Detection examples
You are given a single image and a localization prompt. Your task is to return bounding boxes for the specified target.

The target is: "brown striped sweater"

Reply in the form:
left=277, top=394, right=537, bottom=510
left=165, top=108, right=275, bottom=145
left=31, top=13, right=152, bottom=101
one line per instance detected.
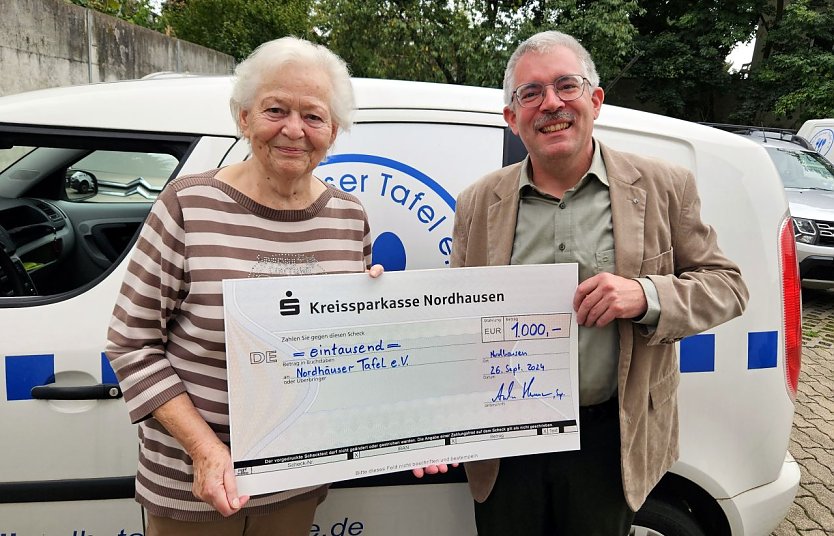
left=106, top=170, right=371, bottom=521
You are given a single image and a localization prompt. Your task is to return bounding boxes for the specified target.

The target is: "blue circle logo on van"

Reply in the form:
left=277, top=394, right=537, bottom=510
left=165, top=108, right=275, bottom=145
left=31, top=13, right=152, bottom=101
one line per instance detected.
left=811, top=128, right=834, bottom=156
left=316, top=154, right=455, bottom=271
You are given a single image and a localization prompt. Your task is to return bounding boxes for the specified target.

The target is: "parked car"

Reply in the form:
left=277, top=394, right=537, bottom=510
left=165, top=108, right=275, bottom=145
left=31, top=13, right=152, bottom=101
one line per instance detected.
left=742, top=130, right=834, bottom=289
left=0, top=76, right=802, bottom=536
left=797, top=118, right=834, bottom=164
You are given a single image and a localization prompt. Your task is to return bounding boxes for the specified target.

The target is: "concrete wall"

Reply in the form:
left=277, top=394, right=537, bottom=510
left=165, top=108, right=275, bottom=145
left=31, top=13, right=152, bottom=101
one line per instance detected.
left=0, top=0, right=235, bottom=95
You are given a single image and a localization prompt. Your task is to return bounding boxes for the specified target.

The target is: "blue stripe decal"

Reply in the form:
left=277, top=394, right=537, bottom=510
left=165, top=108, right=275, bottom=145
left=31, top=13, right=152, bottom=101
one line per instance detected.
left=747, top=331, right=779, bottom=369
left=6, top=354, right=55, bottom=400
left=319, top=153, right=455, bottom=210
left=101, top=352, right=119, bottom=383
left=680, top=333, right=715, bottom=372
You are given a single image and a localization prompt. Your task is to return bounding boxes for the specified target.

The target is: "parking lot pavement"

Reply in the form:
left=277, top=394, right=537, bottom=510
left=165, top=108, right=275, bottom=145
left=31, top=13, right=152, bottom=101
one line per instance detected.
left=773, top=290, right=834, bottom=536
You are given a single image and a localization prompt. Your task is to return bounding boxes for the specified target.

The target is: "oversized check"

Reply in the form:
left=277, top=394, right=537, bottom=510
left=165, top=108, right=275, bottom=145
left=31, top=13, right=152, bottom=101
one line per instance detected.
left=223, top=264, right=579, bottom=495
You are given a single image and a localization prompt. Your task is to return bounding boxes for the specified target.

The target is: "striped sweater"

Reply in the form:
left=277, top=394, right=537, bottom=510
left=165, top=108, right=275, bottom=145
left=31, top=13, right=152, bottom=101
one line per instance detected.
left=106, top=170, right=371, bottom=521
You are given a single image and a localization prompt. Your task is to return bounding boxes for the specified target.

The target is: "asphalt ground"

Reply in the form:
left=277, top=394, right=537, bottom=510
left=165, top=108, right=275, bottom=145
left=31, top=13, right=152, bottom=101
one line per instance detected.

- [What you will do]: Please format every line of the entries above as a numbered list, skipping blank lines. Leave the pictures out of your answer.

- [Final result]:
1. You are given a single image and a localization prompt. Your task is to return bounding boxes for the specified target.
2. The target is: "brown striped sweater"
3. Reply in the form:
4. left=277, top=394, right=537, bottom=510
5. left=165, top=108, right=275, bottom=145
6. left=31, top=13, right=152, bottom=101
7. one line per instance detected.
8. left=106, top=170, right=371, bottom=521
9. You are given a single image and a localization prompt. Your task is to return bounding boxes for the specified target.
10. The target is: "blue circle logo on van"
11. Reply in the form:
12. left=277, top=394, right=537, bottom=510
13. left=165, top=108, right=275, bottom=145
14. left=31, top=13, right=152, bottom=101
15. one line per instance detected.
16. left=811, top=128, right=834, bottom=156
17. left=316, top=154, right=455, bottom=271
18. You are given a single image and a localization prompt. Your task is to return bounding boxes for the specified target.
19. The target is: "parked car"
20. Reply in the form:
21. left=277, top=394, right=537, bottom=510
22. left=165, top=108, right=275, bottom=145
23. left=31, top=13, right=152, bottom=101
24. one line per instance detected.
25. left=742, top=130, right=834, bottom=289
26. left=0, top=76, right=802, bottom=536
27. left=797, top=118, right=834, bottom=164
28. You are given a single image and a localization prompt. Your task is to return bounding boxes for the specified target.
29. The target is: "concrete wall"
30. Reply in the form:
31. left=277, top=394, right=537, bottom=510
32. left=165, top=108, right=275, bottom=145
33. left=31, top=13, right=152, bottom=101
34. one line per instance detected.
35. left=0, top=0, right=235, bottom=95
36. You are given a single image and a localization prompt. Your task is to return bounding boxes for the specified target.
37. The target is: "blue stripe decal"
38. Reply in the form:
39. left=277, top=394, right=537, bottom=510
40. left=165, top=108, right=275, bottom=145
41. left=31, top=13, right=152, bottom=101
42. one line per instance detected.
43. left=747, top=331, right=779, bottom=369
44. left=6, top=354, right=55, bottom=400
45. left=319, top=153, right=455, bottom=210
46. left=101, top=352, right=119, bottom=383
47. left=680, top=333, right=715, bottom=372
48. You are given a single image and a localization prompt. Your task is to return bounding boxes for the specified target.
49. The target is: "parking lot pavement"
50. Reply in the form:
51. left=277, top=394, right=537, bottom=510
52. left=165, top=108, right=275, bottom=145
53. left=31, top=13, right=152, bottom=101
54. one line per instance detected.
55. left=773, top=290, right=834, bottom=536
56. You are given a single image and a localization prompt. Your task is to return bounding boxes for the specified target.
57. The target is: "oversized check"
58. Reply in the form:
59. left=277, top=394, right=537, bottom=510
60. left=165, top=108, right=275, bottom=145
61. left=31, top=13, right=152, bottom=101
62. one line per instance detected.
63. left=223, top=264, right=579, bottom=495
64. You are given a single image and a localization prompt. Your task is to return bounding boxes for the specified target.
65. The target is: "striped sweater"
66. Reply in the form:
67. left=277, top=394, right=537, bottom=510
68. left=165, top=108, right=275, bottom=145
69. left=31, top=13, right=152, bottom=101
70. one line per instance detected.
71. left=106, top=170, right=371, bottom=521
72. You are given a single image and a localization prompt. Your task is to return bounding boxes for the specified target.
73. The target is: "asphalt ground"
74. Reply in the form:
75. left=277, top=394, right=537, bottom=510
76. left=165, top=108, right=275, bottom=145
77. left=31, top=13, right=152, bottom=101
78. one line per instance detected.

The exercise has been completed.